Selection —
_ _ _ _ _ _ _

EHS management software makes it possible—even easy—to stay on top of everything.

What Does It Do? How Does It Work?

EHS software standardizes, simplifies, and automates environment, health, and safety activities. It brings all your EHS program data and activities into a single, comprehensive location, so you can see how things are going, reference regulatory information and policies, and take action in just a few clicks. This reduces gaps and errors, as well as busywork and guesswork. You don’t need to spend time hunting down forms, run around checking on things constantly, or lose sleep worrying whether employees are following the rules and staying safe.

software-based EHS systems make processes such as the following as easy and accurate as possible:

  • incident management
  • assigning corrective and preventive actions
  • recordkeeping while reducing data entry
  • safety data sheet (SDS) management
  • workforce training
  • reporting
  • incident and trend analysis
  • audits and inspections

Beyond its time- and error-saving capabilities, EHS systems empower better decision-making. You can use it to keep track of what you’re spending and where along with what groups and processes are falling short: Are there specific risk, compliance, and safety practices that employees are struggling with? Are certain departments or teams lagging behind?

_ _ _ _ _ _ _

Location identification rows:

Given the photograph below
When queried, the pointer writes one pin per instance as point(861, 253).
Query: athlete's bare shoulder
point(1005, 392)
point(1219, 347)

_ _ _ _ _ _ _

Exercises —
**a.** According to the passage on EHS software, where does EHS software bring all program data and activities?
**b.** Present every line of the location identification rows as a numbered list, leaving out blank lines.

Completed exercise —
**a.** Into a single, comprehensive location.

**b.**
1. Given the photograph below
2. When queried, the pointer writes one pin per instance as point(861, 253).
3. Query: athlete's bare shoulder
4. point(1005, 392)
5. point(1219, 347)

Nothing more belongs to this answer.